■ What to do
Reproduce verbatim the lines of the listing below. Begin at the line that contains "If you could indicate the dark", and stop after the final line of the listing, including both of these end lines.
======== Input data
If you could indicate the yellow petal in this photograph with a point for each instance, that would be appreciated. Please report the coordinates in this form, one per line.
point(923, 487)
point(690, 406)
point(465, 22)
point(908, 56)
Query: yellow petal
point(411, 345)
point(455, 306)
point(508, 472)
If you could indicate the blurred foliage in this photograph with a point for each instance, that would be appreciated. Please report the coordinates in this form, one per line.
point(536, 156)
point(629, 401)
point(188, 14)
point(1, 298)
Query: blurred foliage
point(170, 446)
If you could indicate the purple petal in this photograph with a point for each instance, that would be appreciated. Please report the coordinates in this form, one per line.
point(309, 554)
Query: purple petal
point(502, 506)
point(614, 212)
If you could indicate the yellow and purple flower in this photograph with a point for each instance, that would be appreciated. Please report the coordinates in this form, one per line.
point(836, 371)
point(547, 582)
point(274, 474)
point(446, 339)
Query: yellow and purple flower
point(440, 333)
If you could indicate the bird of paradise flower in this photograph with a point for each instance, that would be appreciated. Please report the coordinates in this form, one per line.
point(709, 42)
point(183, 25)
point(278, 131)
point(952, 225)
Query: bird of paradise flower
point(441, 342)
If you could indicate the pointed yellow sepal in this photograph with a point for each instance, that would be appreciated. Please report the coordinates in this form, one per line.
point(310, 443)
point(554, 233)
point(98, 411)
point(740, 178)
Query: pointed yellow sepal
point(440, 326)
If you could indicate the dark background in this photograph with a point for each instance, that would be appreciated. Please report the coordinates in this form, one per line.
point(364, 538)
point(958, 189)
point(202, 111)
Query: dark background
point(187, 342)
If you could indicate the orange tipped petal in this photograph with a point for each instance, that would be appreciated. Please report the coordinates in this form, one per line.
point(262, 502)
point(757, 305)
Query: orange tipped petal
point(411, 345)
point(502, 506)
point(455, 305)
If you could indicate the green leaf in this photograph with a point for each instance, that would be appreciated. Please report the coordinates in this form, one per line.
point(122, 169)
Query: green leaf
================
■ Full output
If you could indicate the dark background in this photograph with a point for each instance, that would be appreciated. Please report the coordinates in this form, one per line.
point(364, 538)
point(958, 189)
point(202, 111)
Query: dark background
point(187, 342)
If you could indicate the orange tipped petal in this photograph with a point for each instance, that would be appreciated. Please report the coordinates in this form, one per line.
point(262, 502)
point(757, 305)
Query: orange tipped petal
point(411, 345)
point(502, 506)
point(455, 305)
If you could indicate the green leaf in this photograph with a point for each instance, that would be appreciated. Please report the coordinates in this form, one per line.
point(122, 169)
Query: green leaf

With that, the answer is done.